───── TEKS SUMBER
Gubernur DKI Jakarta Anies Baswedan mengemukakan, fenomena urbanisasi masih terus terjadi dan mayoritas penduduk dunia saat ini tinggal di wilayah perkotaan. Menurut sejumlah kajian, sekitar 55 persen populasi penduduk tinggal di kota pada 2018. Sementara pada tahun 2050 diproyeksikan penduduk yang tinggal di kota meningkat hingga 78 persen.
”Ada berbagai macam angka proyeksi ini, tetapi tren sudah sangat jelas bahwa dunia sedang mengalami urbanisasi dan peran perkotaan sangat penting untuk peradaban kita,” ujarnya dalam diskusi daring terkait kota-kota yang terancam tenggelam akibat perubahan iklim, Kamis (30/9/2021).
Menurut Anies, peran dari sistem tata kelola dan kepemimpinan dalam perkotaan juga sangat penting dalam upaya menanggulangi Covid-19 ataupun kriris iklim. Oleh karena itu, pihak-pihak yang mengelola perkotaan perlu dilibatkan dalam berbagai diskusi dan diplomasi perubahan iklim di tingkat global, seperti Perjanjian Paris (Persetujuan Paris/Paris Agreement) ataupun agenda pembangunan berkelanjutan lainnya.
Tidak akan ada solusi bagi perubahan iklim jika kota-kota di dunia tidak dilibatkan. Jadi, perkotaan harus turut berperan mengurangi emisi karbon di samping memberikan pelayanan terbaik bagi masyarakat.
Pemerintah kota juga dianggap sebagai entitas yang sangat penting untuk membangun masa depan yang lebih berkelanjutan. Semua hal tersebut membuat kota-kota di dunia berperan penting dalam mengurangi emisi gas rumah kaca secara global dalam tingkat lokal.
──────────
───── CATATAN YANG DIBERIKAN
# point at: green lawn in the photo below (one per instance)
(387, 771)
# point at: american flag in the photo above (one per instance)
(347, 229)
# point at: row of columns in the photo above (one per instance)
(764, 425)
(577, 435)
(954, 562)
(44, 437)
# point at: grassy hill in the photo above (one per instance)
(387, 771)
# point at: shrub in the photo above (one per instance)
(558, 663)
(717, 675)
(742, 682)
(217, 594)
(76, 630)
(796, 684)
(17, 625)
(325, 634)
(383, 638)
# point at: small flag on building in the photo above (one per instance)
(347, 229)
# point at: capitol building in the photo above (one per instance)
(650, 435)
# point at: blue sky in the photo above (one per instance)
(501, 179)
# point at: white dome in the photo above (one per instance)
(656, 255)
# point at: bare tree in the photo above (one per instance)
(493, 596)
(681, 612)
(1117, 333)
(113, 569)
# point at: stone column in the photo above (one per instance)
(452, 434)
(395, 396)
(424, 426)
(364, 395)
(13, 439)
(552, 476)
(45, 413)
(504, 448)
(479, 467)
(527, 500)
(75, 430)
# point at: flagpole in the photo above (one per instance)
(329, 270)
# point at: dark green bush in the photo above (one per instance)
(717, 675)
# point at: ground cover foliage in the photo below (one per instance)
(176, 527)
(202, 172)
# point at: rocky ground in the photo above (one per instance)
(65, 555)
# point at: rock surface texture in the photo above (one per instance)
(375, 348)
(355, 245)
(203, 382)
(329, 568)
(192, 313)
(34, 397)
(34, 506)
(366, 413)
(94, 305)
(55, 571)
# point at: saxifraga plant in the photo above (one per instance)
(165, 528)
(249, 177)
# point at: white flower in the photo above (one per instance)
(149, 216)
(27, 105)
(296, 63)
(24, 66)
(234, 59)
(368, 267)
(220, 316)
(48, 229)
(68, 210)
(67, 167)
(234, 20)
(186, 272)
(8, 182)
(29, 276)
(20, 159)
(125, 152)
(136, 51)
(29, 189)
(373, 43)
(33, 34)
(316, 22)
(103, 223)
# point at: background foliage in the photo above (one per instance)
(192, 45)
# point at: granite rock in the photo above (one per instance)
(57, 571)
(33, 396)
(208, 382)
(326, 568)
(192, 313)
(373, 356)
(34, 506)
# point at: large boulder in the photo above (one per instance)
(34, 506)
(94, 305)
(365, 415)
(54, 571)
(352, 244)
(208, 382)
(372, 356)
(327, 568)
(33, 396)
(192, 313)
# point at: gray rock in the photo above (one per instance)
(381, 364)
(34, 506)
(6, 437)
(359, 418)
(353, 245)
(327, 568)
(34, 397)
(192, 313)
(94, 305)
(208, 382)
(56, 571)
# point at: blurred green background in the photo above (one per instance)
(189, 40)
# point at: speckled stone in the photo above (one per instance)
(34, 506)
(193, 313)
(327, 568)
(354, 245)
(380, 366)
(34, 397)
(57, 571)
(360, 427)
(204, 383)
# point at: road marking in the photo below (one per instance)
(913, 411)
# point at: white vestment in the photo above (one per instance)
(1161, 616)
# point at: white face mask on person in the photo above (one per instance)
──────────
*PETUNJUK KERJA:*
1. Tuliskan kembali bagian teks sumber yang dimulai dengan "Gubernur DKI Jakarta" dan berlanjut sampai "iklim, Kamis (30/9/2021).".
2. Tahun berapa saja yang disebutkan dalam teks sumber? Sebutkan semuanya.
3. Jawablah pertanyaan berikut berdasarkan teks sumber.
(a) Berapa persen populasi penduduk yang tinggal di kota pada 2018?
(b) Pada hari apa diskusi daring itu berlangsung?
(c) Perjanjian apa yang disebut sebagai contoh diskusi dan diplomasi perubahan iklim di tingkat global?

*JAWABAN TERTULIS ANDA:*
1.
Gubernur DKI Jakarta Anies Baswedan mengemukakan, fenomena urbanisasi masih terus terjadi dan mayoritas penduduk dunia saat ini tinggal di wilayah perkotaan. Menurut sejumlah kajian, sekitar 55 persen populasi penduduk tinggal di kota pada 2018. Sementara pada tahun 2050 diproyeksikan penduduk yang tinggal di kota meningkat hingga 78 persen.
”Ada berbagai macam angka proyeksi ini, tetapi tren sudah sangat jelas bahwa dunia sedang mengalami urbanisasi dan peran perkotaan sangat penting untuk peradaban kita,” ujarnya dalam diskusi daring terkait kota-kota yang terancam tenggelam akibat perubahan iklim, Kamis (30/9/2021).

2. 2018, 2050, 2021

3.
(a) Sekitar 55 persen.
(b) Kamis (30/9/2021).
(c) Perjanjian Paris (Persetujuan Paris/Paris Agreement).